# [Material provided]
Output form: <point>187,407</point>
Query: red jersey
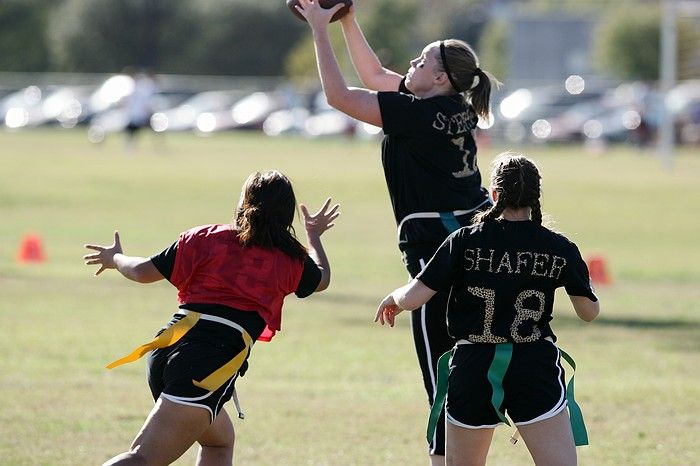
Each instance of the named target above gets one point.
<point>211,266</point>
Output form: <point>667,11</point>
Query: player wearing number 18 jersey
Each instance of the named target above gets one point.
<point>501,274</point>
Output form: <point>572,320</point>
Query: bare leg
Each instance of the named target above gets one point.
<point>216,444</point>
<point>466,447</point>
<point>169,430</point>
<point>551,441</point>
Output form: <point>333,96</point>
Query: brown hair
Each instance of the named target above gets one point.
<point>463,66</point>
<point>265,214</point>
<point>516,179</point>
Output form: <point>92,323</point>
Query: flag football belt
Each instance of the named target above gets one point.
<point>176,331</point>
<point>448,219</point>
<point>497,371</point>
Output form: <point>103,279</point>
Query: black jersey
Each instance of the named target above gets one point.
<point>429,158</point>
<point>502,276</point>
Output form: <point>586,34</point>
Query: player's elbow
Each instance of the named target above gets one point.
<point>586,309</point>
<point>589,312</point>
<point>325,280</point>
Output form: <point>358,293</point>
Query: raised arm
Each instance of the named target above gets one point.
<point>315,226</point>
<point>361,104</point>
<point>368,67</point>
<point>409,297</point>
<point>138,269</point>
<point>586,309</point>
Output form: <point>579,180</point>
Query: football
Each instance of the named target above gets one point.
<point>325,4</point>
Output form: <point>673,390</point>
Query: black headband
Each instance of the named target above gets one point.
<point>447,68</point>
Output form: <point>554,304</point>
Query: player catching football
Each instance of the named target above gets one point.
<point>429,117</point>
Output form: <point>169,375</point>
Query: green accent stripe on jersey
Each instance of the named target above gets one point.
<point>450,221</point>
<point>443,372</point>
<point>575,415</point>
<point>499,366</point>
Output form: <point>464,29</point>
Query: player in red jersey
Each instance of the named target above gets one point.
<point>231,281</point>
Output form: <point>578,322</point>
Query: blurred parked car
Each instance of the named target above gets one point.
<point>116,118</point>
<point>22,108</point>
<point>526,114</point>
<point>250,112</point>
<point>184,115</point>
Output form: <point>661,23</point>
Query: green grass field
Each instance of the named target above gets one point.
<point>333,388</point>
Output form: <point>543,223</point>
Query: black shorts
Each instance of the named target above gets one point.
<point>210,344</point>
<point>533,385</point>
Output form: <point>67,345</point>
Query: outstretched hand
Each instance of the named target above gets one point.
<point>104,257</point>
<point>315,14</point>
<point>322,220</point>
<point>387,311</point>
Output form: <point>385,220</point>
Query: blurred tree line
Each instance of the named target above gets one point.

# [Problem statement]
Please write out the material again, starting with the line that contains "Output form: <point>92,323</point>" and going on through the line that contains "<point>429,117</point>", keeping every line. Shift each answer coordinate by adding 133 to both of its numbers, and leave the sample points on the Output form lines unchanged.

# [Final result]
Output form: <point>92,323</point>
Query: flag football belt
Each instance of the named target above gets one point.
<point>309,464</point>
<point>581,352</point>
<point>630,504</point>
Output form: <point>103,279</point>
Query: black jersey
Each instance of the named target above gets one point.
<point>562,291</point>
<point>635,409</point>
Output form: <point>586,34</point>
Query: player's elbow
Each instance of the named target above gets one point.
<point>719,442</point>
<point>722,445</point>
<point>458,413</point>
Output form: <point>358,293</point>
Query: raised arm
Each instance of the named target above gets one point.
<point>448,359</point>
<point>494,237</point>
<point>501,200</point>
<point>542,430</point>
<point>271,402</point>
<point>719,442</point>
Output form: <point>579,180</point>
Query: football
Each instance of the named target above gets one point.
<point>458,137</point>
Output form: <point>673,390</point>
Query: black headband
Each instance of the named target above gets one point.
<point>580,201</point>
Output form: <point>554,304</point>
Query: player catching football
Each instance of the named target above gets one point.
<point>562,250</point>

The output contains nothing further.